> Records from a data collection
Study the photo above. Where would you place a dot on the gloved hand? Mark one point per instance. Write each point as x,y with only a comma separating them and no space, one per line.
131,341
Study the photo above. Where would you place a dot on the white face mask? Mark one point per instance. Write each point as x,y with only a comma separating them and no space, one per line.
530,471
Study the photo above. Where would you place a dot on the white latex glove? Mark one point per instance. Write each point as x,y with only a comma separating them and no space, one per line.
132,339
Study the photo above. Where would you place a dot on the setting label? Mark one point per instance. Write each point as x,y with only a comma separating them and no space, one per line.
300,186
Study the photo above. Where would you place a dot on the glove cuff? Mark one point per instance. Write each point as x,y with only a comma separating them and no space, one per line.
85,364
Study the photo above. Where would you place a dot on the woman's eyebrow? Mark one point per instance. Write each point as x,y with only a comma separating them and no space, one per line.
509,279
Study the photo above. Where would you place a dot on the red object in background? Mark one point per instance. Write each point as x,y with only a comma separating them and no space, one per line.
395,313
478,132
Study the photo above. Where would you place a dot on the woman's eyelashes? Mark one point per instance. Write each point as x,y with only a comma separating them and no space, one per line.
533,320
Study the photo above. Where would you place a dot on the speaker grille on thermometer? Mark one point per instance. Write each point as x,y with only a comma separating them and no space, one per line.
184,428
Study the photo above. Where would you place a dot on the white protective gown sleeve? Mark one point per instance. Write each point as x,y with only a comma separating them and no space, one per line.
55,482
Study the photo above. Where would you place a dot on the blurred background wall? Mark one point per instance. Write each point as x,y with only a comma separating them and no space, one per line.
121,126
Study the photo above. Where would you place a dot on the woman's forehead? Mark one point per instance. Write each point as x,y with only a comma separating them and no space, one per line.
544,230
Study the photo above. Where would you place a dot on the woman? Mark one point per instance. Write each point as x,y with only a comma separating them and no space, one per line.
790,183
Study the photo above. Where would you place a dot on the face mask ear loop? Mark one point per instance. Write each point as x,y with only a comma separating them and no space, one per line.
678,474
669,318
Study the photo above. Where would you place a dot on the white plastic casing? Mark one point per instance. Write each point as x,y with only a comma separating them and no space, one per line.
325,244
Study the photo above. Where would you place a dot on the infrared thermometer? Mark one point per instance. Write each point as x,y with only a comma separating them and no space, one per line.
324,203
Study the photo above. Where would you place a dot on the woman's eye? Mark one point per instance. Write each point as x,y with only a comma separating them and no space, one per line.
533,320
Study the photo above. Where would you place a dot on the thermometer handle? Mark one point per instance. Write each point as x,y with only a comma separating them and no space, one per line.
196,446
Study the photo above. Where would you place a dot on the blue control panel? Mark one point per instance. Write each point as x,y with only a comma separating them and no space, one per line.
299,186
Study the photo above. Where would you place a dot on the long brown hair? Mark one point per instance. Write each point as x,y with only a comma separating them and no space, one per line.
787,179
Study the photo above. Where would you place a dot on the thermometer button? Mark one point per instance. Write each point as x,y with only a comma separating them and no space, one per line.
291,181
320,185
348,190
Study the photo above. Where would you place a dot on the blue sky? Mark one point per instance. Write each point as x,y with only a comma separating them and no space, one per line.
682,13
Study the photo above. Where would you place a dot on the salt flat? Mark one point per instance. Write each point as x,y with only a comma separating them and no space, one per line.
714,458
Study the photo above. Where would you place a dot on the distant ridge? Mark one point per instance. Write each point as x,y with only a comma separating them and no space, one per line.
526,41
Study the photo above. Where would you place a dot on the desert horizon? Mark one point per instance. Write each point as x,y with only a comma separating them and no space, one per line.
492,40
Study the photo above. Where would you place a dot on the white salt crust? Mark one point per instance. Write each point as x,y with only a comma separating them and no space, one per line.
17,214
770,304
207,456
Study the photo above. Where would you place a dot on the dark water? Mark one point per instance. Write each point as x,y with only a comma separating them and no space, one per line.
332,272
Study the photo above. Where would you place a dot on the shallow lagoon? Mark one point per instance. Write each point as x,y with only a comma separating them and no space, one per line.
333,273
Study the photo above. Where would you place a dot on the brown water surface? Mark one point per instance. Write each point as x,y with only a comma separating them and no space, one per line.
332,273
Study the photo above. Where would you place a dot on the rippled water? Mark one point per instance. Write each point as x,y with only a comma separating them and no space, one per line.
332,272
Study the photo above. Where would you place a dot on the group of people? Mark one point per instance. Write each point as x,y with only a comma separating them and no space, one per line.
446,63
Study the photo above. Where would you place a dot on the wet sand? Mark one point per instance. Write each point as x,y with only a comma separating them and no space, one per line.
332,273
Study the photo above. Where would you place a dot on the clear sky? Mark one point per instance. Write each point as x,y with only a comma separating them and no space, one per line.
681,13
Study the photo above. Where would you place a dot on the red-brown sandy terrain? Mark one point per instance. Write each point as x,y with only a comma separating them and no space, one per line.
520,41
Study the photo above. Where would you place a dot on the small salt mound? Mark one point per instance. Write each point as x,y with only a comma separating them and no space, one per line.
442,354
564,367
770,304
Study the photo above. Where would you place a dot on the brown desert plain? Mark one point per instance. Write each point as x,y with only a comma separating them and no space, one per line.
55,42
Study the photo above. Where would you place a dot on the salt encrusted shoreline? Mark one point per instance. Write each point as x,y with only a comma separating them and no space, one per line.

> Exercise prompt
Produce a word-for-word restatement of all the records.

> Result for this exercise
Study the photo above. Where would you place a dot on the gloved hand? Mark one point per instance. Write each point as x,y with only a comma separating them and no space, one per line.
131,341
Study the photo above. Where would you place a dot on the white face mask? Mark one point per instance. Write each point as x,y with only a comma separating them and no space, one per line.
530,471
Study the photo above. Where would you place a dot on the white latex glove? Mark one point per instance. Write each point as x,y with only a comma separating them and no space, one per line.
132,339
Study the photo above. Where would you place a dot on the setting label? Mark one point per instance. Write each point as x,y with only a comma separating them and no space, one per line.
300,186
Study the photo above. Where would you place a dot on the glove cuff? Mark one point per instance. Write each point as x,y with only a comma separating them and no space, one per line.
85,364
Study the photo above. Where would you place a dot on the woman's eyebrow? Mark one point per instance. Write each point as x,y with only a comma separating them and no space, one per line.
509,279
Study the photo above. Where would you place a dot on the red object in background? Mark one point per instance. Write each point as x,y with only a comma separating them and no space, one per line.
395,313
478,132
Study the photo above. Where would you place a dot on the woman's eyelashes? Mark one point per instance. Write each point as x,y with only a comma separating them and no space, one per line.
533,320
Study the photo above. Where would you place a dot on the speaker grille on thermometer? Mark one point per instance. Write each point as x,y with only a comma separating them and no space, one per line.
184,428
Study the photo above. Where would you place a dot on the white protective gown sleeve? Mark one point per instance. Write each point as x,y with only a comma separating them and no space, one per line.
55,482
Study the photo above. Where would you place a dot on the blurred background wall? Mark one point per instance. Write each point as x,y with only a comma separating them and no space, one per line.
121,126
Study the photo above. Where would you place a dot on the woman's forehead? Mark one point per instance. Write each point as x,y with only a comma separating them and no space, one per line.
544,230
Study the photo above. Where would you place a dot on the woman? Mark one point per instance. Write each point as x,y with only a comma separating them and no space, one per line.
790,183
Study the photo above. Where would you place a dot on the face mask ear loop? Mark one point per instance. Write each point as x,y with only a comma separating them and no space, one per line.
678,474
669,318
Study the photo above. Where would you place a dot on the white plastic casing? Mark one point per instance. Write each point as x,y with only a comma separating them and no space, one per line.
325,244
Study the photo above. Where would you place a dot on the infrared thermometer? Mark one point per instance. Write each point as x,y with only a comma separating them and no space, one per line.
324,203
Study the photo above. Where would you place a dot on the woman's eye? Mark one point per instance. Write each point as x,y with only a comma separating them and no space, one per line.
533,320
Study the photo above. Where would you place a dot on the thermometer handle? Mark one point per instance. Write each point as x,y with only a comma separating them and no space, one per line.
196,446
Study the photo above. Where would you place a dot on the blue control panel? Mark one point per instance. Write each point as x,y with only a comma separating them and no space, one per line.
299,186
Study the photo above. Where would you place a dot on the long brown hair? Mark one point per instance. Write each point as x,y with only a comma separating them and no space, one per line.
787,179
Study the photo above. Where would you place a dot on the thermometer button? Mark one point per instance. Write each point as x,y with only a comma separating them and no space, one per line.
291,181
320,185
348,190
Study the photo above. Where would you place a dot on the blue sky? Mark one point per instance. Write each point as x,y with only a comma separating them and no space, one per line.
682,13
Study the photo above. Where would you place a dot on the salt flat? Mark one point per instance. Write each point as x,y with only a comma separating them and no space, one per line.
714,458
Study the photo above. Where would you place a dot on the distant ridge? Mark one point per instance. Write each point as x,y with only a comma separating them and no space, one per line.
526,41
Study the photo above. Where would you place a dot on the desert horizon? Mark one point per instance. Write each point as x,y with only a comma separating them and no space, one per line.
492,40
Study the photo above. Where would you place a dot on the white salt crust? Mark one point per instance. Write each point as x,y with only a comma separating them and no space, one per line.
17,214
770,304
207,456
Study the photo above. Where would you place a dot on the dark water? Mark one point per instance. Write each point as x,y with only a comma separating them and no space, one per line.
332,272
Study the photo above. Where would you place a dot on the shallow lagoon? Mark one point per instance. Write each point as x,y with only a comma separating them and no space, one per line.
333,273
Study the photo above. Where would you place a dot on the brown water surface? Mark one point per instance. Write each point as x,y with only a comma separating them and no space, one per line.
332,273
Study the photo above. Where would you place a dot on the rippled water? Mark one point per instance. Write each point as x,y with only a comma separating them and no space, one per line.
332,272
Study the photo above. Where would you place a dot on the group of people? Mark one point per instance. Write each point as x,y with only a comma separating them and no space, one per line.
446,63
Study the photo above. Where would you place a dot on the wet sand? Mark one point per instance. Write each point as x,y with only a comma separating them and no space, one per line.
332,273
Study the photo above. Where would you place a dot on the clear sky? Mark one point per instance. Write each point as x,y with only a comma separating them and no space, one per line.
681,13
Study the photo above. Where would you place a dot on the red-brown sandy terrain? Mark one point per instance. Write each point as x,y with only a comma separating them and no space, one per line.
520,41
Study the photo above. Where would you place a dot on the small salt mound? Mark one point per instance. Write each point as x,y with only a comma separating them and no space, one per line.
442,354
564,367
770,304
Study the photo above. Where would you place a dot on the brown desert plain? Mark one point per instance. Write each point as x,y with only a comma separating them and no space, one per line.
55,42
Study the photo above. Where would you place a dot on the salt encrusted shoreline? Mark one point per instance. Write each point as x,y with only a comma separating them and no space, one per line.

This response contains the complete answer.